-- Start Input --

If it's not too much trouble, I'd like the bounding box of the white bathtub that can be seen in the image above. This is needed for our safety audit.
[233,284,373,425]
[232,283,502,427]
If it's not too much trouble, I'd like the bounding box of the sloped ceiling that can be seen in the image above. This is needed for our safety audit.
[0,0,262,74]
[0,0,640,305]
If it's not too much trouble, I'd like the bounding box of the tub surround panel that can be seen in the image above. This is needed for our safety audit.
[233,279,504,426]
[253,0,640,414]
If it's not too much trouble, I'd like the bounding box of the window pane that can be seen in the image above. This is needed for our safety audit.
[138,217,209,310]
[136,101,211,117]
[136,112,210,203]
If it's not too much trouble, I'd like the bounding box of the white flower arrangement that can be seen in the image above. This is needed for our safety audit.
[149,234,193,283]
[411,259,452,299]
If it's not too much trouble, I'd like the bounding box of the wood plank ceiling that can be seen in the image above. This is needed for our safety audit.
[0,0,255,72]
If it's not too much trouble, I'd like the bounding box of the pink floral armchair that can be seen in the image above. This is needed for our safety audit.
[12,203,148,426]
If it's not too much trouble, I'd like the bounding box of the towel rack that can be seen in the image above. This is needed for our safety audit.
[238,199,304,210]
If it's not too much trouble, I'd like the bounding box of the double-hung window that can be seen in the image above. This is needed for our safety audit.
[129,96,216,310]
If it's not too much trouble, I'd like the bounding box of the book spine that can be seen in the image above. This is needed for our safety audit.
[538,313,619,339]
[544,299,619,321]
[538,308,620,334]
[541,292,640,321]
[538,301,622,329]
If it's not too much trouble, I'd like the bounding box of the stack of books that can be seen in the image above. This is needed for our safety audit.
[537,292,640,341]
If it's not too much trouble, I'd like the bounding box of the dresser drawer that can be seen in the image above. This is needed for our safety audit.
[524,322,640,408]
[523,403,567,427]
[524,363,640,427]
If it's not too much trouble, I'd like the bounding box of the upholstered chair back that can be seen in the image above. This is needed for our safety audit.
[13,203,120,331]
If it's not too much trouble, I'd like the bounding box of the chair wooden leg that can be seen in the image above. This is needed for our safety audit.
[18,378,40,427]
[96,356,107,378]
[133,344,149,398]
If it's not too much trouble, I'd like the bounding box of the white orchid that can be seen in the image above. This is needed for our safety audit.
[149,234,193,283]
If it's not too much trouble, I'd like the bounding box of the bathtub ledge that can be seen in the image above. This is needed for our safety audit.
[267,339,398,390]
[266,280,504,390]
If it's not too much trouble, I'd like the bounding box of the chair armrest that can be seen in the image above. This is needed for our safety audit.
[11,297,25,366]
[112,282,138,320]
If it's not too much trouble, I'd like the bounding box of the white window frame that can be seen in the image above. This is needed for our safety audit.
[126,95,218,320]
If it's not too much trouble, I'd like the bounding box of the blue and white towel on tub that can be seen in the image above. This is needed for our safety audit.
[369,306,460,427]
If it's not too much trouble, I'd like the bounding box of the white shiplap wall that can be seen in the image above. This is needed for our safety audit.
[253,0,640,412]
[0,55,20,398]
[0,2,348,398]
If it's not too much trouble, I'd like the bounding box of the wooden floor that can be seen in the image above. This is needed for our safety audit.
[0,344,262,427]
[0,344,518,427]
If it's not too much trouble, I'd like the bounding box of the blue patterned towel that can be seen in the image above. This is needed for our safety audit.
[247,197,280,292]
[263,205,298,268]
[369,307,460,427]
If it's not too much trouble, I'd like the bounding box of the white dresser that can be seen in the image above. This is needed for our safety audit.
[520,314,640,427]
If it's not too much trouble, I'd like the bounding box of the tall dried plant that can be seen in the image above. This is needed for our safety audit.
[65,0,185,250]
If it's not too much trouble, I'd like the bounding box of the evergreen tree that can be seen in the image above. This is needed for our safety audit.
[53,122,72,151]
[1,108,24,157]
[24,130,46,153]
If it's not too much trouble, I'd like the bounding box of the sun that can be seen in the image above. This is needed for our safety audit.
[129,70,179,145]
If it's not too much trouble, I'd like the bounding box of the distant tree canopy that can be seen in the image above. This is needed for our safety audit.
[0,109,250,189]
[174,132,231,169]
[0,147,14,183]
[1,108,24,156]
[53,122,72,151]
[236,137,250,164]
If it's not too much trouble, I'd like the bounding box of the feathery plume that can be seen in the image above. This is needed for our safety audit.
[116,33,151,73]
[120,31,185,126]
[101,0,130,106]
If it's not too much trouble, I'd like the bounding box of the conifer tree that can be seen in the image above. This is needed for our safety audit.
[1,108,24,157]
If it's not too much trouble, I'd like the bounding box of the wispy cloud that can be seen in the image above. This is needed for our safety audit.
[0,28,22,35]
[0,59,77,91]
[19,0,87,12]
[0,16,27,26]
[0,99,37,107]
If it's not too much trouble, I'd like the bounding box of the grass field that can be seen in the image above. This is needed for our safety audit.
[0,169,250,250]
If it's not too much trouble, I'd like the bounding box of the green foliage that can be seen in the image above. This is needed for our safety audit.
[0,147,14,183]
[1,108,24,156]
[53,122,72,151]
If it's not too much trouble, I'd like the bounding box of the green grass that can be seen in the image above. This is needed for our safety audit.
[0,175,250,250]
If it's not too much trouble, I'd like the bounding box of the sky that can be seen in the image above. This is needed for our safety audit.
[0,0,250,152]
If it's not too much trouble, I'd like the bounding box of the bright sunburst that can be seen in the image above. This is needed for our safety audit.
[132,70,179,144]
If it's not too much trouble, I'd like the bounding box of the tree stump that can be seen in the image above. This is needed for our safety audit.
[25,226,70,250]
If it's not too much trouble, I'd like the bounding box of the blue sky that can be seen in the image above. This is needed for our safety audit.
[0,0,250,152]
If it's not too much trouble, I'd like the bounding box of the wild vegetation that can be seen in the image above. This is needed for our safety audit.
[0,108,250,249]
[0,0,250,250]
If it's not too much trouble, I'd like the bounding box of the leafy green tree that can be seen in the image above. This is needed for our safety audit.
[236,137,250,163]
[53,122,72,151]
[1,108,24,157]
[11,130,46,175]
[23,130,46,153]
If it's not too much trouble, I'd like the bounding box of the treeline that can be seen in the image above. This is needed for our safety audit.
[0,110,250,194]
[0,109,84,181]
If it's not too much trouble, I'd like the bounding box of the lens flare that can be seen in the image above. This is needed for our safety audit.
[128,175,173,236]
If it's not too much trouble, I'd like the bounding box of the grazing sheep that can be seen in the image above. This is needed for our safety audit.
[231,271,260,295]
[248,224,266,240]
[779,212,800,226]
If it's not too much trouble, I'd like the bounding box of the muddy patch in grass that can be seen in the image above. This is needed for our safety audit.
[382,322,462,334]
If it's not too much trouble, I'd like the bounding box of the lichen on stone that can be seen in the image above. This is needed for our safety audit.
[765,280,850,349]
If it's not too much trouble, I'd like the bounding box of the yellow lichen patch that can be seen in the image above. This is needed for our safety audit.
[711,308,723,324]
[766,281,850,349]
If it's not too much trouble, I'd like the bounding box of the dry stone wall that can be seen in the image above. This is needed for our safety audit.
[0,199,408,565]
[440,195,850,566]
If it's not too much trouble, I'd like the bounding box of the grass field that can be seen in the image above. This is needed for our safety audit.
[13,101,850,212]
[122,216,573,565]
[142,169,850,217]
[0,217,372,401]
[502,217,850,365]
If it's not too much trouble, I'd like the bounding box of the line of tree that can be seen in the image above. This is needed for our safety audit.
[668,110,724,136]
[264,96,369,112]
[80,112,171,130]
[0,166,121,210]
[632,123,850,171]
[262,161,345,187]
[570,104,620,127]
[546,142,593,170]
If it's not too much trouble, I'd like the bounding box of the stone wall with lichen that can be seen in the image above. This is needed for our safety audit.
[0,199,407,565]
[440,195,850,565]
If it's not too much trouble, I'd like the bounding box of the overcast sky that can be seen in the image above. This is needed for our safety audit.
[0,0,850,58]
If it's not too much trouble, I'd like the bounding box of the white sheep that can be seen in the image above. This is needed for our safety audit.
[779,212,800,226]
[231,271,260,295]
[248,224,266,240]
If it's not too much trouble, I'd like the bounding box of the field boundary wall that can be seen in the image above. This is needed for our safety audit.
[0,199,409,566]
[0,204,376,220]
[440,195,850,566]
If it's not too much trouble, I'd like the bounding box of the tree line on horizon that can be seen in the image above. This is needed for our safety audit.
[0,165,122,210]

-- End Input --

Directions
Rewrite every line of the records in the stretch from the line containing "of the wooden" through the line containing "[369,307,460,427]", leaving the wording unchanged and raising each bounding box coordinate by 17.

Reply to the exercise
If it's not too much trouble, I'd like the bounding box of the wooden floor that can be seen in the image above. This is needed for our safety audit.
[17,361,279,444]
[17,361,535,444]
If it's not too much trouble, I'd like the bounding box of the blue patterned towel that can be seen in the image above. This is needed for our safety audit.
[264,214,297,309]
[280,222,315,285]
[386,324,477,444]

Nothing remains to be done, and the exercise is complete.